> [Action item]: Repeat every entry, word for word, leaving no line out.

### Information supplied ###

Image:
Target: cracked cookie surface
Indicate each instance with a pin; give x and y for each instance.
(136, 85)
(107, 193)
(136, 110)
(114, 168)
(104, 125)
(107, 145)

###

> [Exercise response]:
Image:
Target: cracked cookie surface
Indicate each instance with a pin; give x and y for each instance.
(136, 85)
(107, 193)
(136, 110)
(114, 168)
(104, 125)
(107, 145)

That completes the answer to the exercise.